**WORK REQUEST**: State the number of lines in the material below that have "mountain" in them, without any other text.

**INPUT**:
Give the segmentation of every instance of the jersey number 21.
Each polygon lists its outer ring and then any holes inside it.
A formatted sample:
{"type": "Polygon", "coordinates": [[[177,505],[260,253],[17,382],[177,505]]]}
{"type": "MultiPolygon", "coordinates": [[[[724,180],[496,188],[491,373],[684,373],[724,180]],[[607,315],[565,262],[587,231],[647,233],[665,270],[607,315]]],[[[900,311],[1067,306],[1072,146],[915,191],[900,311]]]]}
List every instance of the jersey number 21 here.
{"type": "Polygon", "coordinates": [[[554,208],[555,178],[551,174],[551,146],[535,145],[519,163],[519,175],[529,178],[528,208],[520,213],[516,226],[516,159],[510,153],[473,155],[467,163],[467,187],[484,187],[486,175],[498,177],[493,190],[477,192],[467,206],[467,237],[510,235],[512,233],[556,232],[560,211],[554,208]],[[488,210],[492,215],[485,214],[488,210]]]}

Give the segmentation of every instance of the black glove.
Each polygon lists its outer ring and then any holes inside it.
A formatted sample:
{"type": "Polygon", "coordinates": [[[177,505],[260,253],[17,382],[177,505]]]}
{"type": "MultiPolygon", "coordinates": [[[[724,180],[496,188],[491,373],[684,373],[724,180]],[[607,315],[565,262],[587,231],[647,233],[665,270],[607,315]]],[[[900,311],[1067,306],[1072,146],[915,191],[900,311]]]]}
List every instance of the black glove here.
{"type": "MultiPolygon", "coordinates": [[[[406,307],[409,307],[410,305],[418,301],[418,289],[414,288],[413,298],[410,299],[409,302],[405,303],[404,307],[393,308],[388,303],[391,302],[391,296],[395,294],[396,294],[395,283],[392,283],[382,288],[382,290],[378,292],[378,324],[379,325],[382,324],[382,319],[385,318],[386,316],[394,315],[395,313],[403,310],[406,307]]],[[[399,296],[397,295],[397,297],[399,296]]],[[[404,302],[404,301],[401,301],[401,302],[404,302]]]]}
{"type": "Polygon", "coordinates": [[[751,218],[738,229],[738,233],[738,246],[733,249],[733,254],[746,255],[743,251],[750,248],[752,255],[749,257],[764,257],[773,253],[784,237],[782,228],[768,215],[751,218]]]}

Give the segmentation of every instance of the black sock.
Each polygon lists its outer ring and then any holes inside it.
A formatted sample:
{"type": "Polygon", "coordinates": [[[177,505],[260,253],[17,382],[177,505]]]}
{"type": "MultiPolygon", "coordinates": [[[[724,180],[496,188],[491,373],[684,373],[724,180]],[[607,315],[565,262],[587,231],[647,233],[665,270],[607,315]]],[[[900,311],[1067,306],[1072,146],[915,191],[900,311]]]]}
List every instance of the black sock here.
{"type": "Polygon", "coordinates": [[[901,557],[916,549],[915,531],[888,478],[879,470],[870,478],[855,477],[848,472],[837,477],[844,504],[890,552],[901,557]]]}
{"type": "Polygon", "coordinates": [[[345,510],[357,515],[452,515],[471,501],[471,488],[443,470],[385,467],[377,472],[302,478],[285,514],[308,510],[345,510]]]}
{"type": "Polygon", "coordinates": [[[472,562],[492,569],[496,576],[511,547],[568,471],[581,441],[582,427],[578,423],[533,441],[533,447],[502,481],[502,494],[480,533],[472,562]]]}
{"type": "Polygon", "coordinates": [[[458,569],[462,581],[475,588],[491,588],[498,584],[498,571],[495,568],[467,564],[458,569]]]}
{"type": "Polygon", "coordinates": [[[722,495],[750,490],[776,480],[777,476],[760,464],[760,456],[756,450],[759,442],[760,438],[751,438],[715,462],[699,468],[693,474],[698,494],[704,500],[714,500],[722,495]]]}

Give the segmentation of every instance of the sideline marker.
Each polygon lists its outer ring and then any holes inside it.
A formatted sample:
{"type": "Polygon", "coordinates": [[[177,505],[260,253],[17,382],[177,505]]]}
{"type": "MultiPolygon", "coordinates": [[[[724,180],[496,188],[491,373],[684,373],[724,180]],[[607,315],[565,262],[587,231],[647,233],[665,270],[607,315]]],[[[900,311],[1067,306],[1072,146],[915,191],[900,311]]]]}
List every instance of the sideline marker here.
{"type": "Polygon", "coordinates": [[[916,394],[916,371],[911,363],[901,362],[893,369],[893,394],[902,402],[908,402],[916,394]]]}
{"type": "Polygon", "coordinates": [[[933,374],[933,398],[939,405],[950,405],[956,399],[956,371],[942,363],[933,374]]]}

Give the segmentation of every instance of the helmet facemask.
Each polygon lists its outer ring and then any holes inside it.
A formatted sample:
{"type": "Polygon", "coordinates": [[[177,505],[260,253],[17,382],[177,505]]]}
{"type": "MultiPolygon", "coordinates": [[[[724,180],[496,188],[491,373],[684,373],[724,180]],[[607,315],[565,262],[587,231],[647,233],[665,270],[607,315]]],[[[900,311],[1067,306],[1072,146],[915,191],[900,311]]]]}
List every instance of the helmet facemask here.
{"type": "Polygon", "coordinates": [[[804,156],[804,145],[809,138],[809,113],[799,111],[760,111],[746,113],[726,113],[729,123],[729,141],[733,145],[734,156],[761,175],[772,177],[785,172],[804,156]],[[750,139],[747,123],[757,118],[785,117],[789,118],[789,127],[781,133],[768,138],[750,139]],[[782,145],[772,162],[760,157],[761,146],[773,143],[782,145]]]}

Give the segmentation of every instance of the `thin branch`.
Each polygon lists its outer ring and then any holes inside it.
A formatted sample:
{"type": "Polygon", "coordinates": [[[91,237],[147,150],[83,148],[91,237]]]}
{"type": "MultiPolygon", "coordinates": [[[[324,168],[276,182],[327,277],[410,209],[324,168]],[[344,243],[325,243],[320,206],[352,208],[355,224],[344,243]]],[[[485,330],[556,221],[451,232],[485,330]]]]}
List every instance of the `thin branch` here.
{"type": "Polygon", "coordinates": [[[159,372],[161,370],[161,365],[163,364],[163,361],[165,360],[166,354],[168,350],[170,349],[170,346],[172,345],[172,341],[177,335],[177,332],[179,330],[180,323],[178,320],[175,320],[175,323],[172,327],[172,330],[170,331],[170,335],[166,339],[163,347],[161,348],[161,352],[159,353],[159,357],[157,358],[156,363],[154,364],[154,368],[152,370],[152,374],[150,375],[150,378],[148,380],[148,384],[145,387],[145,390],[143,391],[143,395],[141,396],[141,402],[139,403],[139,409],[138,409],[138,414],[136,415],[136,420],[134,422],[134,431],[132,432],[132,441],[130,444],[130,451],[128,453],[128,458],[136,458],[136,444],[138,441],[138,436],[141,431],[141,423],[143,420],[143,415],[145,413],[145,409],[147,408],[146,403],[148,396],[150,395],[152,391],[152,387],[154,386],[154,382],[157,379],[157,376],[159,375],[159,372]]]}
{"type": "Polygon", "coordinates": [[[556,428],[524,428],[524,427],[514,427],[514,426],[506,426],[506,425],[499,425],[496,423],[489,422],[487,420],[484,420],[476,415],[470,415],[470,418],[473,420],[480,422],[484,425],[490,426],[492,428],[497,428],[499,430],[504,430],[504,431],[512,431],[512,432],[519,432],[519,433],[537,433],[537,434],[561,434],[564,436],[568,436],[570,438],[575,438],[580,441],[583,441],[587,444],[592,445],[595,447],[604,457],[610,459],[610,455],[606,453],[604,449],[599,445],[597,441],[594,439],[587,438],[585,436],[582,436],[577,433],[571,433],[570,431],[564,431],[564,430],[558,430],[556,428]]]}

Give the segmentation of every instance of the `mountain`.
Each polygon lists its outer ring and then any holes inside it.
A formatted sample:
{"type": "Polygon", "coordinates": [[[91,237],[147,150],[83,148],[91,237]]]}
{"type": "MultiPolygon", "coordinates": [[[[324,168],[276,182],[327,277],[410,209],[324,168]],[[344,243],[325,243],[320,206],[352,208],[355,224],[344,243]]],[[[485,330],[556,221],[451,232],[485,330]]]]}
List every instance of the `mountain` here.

**EXPECTED ANSWER**: 2